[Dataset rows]

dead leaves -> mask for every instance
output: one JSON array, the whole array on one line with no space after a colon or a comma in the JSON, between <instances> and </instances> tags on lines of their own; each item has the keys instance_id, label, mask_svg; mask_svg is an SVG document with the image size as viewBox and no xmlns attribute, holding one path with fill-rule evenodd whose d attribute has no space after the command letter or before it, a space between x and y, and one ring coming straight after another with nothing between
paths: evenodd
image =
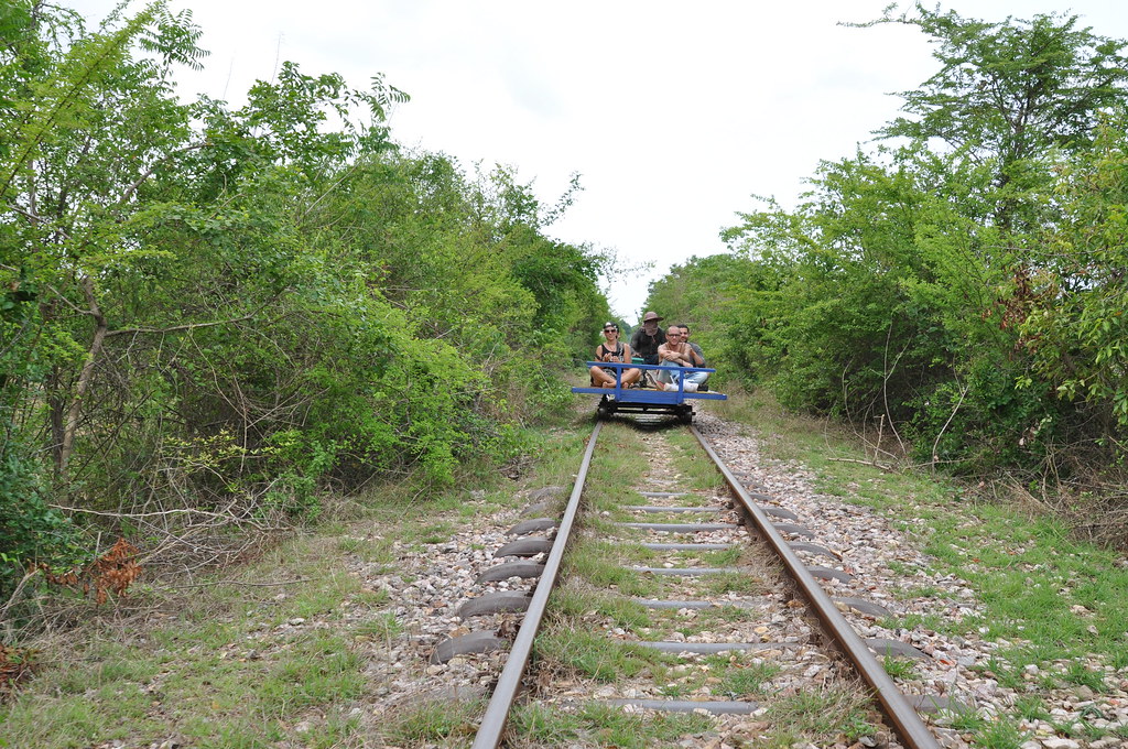
<instances>
[{"instance_id":1,"label":"dead leaves","mask_svg":"<svg viewBox=\"0 0 1128 749\"><path fill-rule=\"evenodd\" d=\"M35 670L35 651L0 643L0 699Z\"/></svg>"},{"instance_id":2,"label":"dead leaves","mask_svg":"<svg viewBox=\"0 0 1128 749\"><path fill-rule=\"evenodd\" d=\"M141 565L135 558L138 553L135 546L118 538L108 552L85 567L62 574L54 574L45 564L41 564L41 569L47 582L54 585L81 587L83 596L89 596L94 590L94 600L100 605L108 600L109 592L125 596L133 581L141 576Z\"/></svg>"}]
</instances>

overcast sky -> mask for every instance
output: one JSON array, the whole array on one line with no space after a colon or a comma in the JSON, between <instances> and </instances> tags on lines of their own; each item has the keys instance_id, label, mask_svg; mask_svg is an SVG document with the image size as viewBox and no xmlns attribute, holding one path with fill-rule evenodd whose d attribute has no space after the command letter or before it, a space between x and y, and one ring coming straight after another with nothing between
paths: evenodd
<instances>
[{"instance_id":1,"label":"overcast sky","mask_svg":"<svg viewBox=\"0 0 1128 749\"><path fill-rule=\"evenodd\" d=\"M113 0L62 0L100 20ZM888 0L171 0L191 8L211 51L185 95L240 104L280 61L338 72L364 88L386 74L412 100L395 140L467 170L511 166L554 203L578 173L583 192L548 229L616 250L608 289L634 323L647 284L671 264L723 252L717 232L752 195L793 205L822 159L866 143L896 116L896 91L936 70L913 28L848 28ZM134 3L140 8L141 3ZM905 7L905 3L901 3ZM1128 38L1122 0L959 0L966 17L1082 16Z\"/></svg>"}]
</instances>

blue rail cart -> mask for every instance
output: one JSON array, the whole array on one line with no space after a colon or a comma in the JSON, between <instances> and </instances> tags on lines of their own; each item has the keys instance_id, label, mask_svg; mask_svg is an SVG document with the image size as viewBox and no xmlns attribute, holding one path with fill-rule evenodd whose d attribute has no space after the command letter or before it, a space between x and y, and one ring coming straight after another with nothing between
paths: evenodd
<instances>
[{"instance_id":1,"label":"blue rail cart","mask_svg":"<svg viewBox=\"0 0 1128 749\"><path fill-rule=\"evenodd\" d=\"M715 369L706 367L668 367L661 364L635 364L603 361L589 361L588 367L605 367L615 370L614 388L572 388L572 393L581 395L599 395L597 411L600 418L613 416L619 412L636 414L668 414L686 424L694 418L694 407L687 400L697 398L699 400L726 400L729 396L712 390L705 393L686 393L685 384L678 379L677 385L667 386L666 390L652 388L625 388L623 387L623 370L641 369L645 376L647 370L654 371L678 371L685 372L715 372Z\"/></svg>"}]
</instances>

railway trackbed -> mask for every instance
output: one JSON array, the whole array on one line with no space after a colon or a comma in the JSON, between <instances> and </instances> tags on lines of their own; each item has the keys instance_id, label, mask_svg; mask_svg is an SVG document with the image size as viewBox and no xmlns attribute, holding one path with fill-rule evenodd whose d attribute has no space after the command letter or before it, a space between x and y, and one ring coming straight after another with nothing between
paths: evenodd
<instances>
[{"instance_id":1,"label":"railway trackbed","mask_svg":"<svg viewBox=\"0 0 1128 749\"><path fill-rule=\"evenodd\" d=\"M928 657L846 619L891 614L841 594L865 588L841 549L749 491L696 430L611 429L596 428L570 496L510 529L459 606L465 626L431 652L437 672L495 669L478 679L492 689L474 747L620 746L616 731L755 746L781 723L843 746L941 746L920 715L952 703L902 695L879 655ZM649 467L624 479L632 451ZM561 743L571 729L552 726L567 725L581 728Z\"/></svg>"}]
</instances>

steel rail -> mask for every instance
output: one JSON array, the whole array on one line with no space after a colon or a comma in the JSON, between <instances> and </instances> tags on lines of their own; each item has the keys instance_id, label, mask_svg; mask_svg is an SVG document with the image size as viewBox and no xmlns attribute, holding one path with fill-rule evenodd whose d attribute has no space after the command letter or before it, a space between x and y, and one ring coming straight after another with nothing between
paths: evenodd
<instances>
[{"instance_id":1,"label":"steel rail","mask_svg":"<svg viewBox=\"0 0 1128 749\"><path fill-rule=\"evenodd\" d=\"M916 708L900 693L876 657L870 651L870 647L854 632L854 627L841 615L814 576L808 572L807 565L803 564L803 561L799 558L799 555L792 550L784 537L772 525L772 520L767 513L757 506L741 483L713 450L713 447L697 431L697 428L690 425L689 430L697 438L697 441L700 442L702 447L705 448L705 452L708 453L713 462L716 464L717 469L724 476L724 481L729 484L729 488L740 500L740 503L744 505L744 510L756 522L760 534L767 539L779 558L783 559L784 565L803 591L811 608L814 609L816 615L822 622L823 627L826 627L827 633L838 643L851 662L854 663L862 679L874 690L878 700L884 708L885 716L892 721L906 747L908 749L940 749L940 742L936 741L936 737L933 735L928 726L920 720L920 715Z\"/></svg>"},{"instance_id":2,"label":"steel rail","mask_svg":"<svg viewBox=\"0 0 1128 749\"><path fill-rule=\"evenodd\" d=\"M575 484L572 486L572 495L569 497L567 506L564 509L564 517L556 530L556 540L548 552L545 561L545 571L540 574L540 581L532 592L532 600L529 601L529 609L521 622L521 628L517 632L513 647L509 651L505 660L505 668L502 669L497 686L494 688L486 712L478 724L478 732L474 737L472 749L495 749L501 743L502 732L505 730L505 721L509 719L509 711L517 698L517 690L521 686L521 676L525 667L529 662L532 653L532 641L537 637L540 628L540 619L544 618L545 607L548 605L548 596L556 584L556 575L559 572L561 561L564 558L564 547L567 546L569 536L572 534L572 525L580 510L580 495L583 494L583 483L588 478L588 468L591 466L591 456L596 451L596 439L602 422L596 422L596 429L588 439L588 449L583 453L583 461L580 464L580 472L575 476Z\"/></svg>"}]
</instances>

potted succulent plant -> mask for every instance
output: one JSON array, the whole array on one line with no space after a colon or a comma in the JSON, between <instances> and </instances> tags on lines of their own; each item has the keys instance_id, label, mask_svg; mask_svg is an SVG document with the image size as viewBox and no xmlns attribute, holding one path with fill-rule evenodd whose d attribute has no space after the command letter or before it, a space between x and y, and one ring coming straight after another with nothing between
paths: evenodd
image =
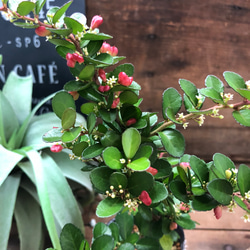
<instances>
[{"instance_id":1,"label":"potted succulent plant","mask_svg":"<svg viewBox=\"0 0 250 250\"><path fill-rule=\"evenodd\" d=\"M42 141L42 135L60 122L53 113L35 115L54 94L31 110L32 88L31 76L11 72L0 91L1 249L7 249L13 218L20 249L25 250L43 246L44 221L53 244L66 223L84 230L79 204L66 178L92 189L88 175L80 172L80 162L71 163L65 152L50 152L51 145ZM85 119L78 115L78 122L84 124Z\"/></svg>"},{"instance_id":2,"label":"potted succulent plant","mask_svg":"<svg viewBox=\"0 0 250 250\"><path fill-rule=\"evenodd\" d=\"M67 224L60 244L52 242L54 249L168 250L178 238L177 225L195 228L191 210L214 210L220 218L222 206L232 209L237 204L249 220L250 168L241 164L236 169L220 153L210 162L185 154L185 139L177 129L187 127L190 120L201 126L205 116L223 118L222 109L231 109L237 122L250 126L248 82L224 72L227 84L242 97L234 103L215 76L208 76L202 89L181 79L183 94L174 88L164 91L164 120L158 121L157 113L140 109L141 86L133 79L134 66L121 64L124 57L106 42L112 37L99 31L101 16L94 16L90 26L81 13L68 17L69 1L51 8L41 22L39 12L46 0L20 1L15 7L12 2L4 0L1 11L14 25L46 36L74 76L53 97L53 111L61 124L43 140L54 142L58 151L70 150L71 158L82 162L81 171L90 173L94 190L103 197L97 216L116 215L109 225L96 224L92 242L84 239L77 225ZM76 123L79 96L88 101L81 106L86 124ZM203 109L205 99L212 101L210 108Z\"/></svg>"}]
</instances>

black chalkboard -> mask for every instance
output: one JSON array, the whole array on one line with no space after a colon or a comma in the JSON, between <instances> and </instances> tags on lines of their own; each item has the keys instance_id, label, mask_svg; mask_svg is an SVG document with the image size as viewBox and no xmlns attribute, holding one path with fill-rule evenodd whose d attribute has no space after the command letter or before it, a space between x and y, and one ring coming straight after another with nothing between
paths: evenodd
<instances>
[{"instance_id":1,"label":"black chalkboard","mask_svg":"<svg viewBox=\"0 0 250 250\"><path fill-rule=\"evenodd\" d=\"M43 20L48 9L61 7L68 0L47 0L39 17ZM0 1L0 6L2 2ZM74 0L66 12L70 16L74 12L85 13L85 0ZM90 20L89 20L90 21ZM33 76L33 105L49 94L63 88L73 79L66 61L55 50L55 46L39 37L33 29L22 29L5 20L0 14L0 54L3 63L0 65L0 89L9 72L15 70L19 75ZM50 103L40 109L40 113L51 110Z\"/></svg>"}]
</instances>

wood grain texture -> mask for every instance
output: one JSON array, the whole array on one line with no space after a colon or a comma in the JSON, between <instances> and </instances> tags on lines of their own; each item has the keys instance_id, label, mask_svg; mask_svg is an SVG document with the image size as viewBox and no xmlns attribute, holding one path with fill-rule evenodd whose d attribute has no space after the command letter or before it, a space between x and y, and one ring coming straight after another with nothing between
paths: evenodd
<instances>
[{"instance_id":1,"label":"wood grain texture","mask_svg":"<svg viewBox=\"0 0 250 250\"><path fill-rule=\"evenodd\" d=\"M209 74L223 80L226 70L250 79L249 0L86 0L86 7L89 20L103 16L101 30L114 36L109 42L127 57L124 62L135 65L143 110L161 114L162 92L170 86L180 90L180 78L198 88L204 87ZM210 141L205 141L208 135L215 140L213 145L231 155L238 155L232 147L246 145L243 140L249 136L248 129L228 118L207 119L199 138L195 138L198 127L191 127L186 133L189 152L205 157L212 153ZM225 130L227 136L222 138ZM247 159L249 152L243 151L240 158Z\"/></svg>"}]
</instances>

[Problem to solve] How many lines of the material contain the string "every"? Treat case as significant, and reply with the number alone.

[Solution to the problem] 8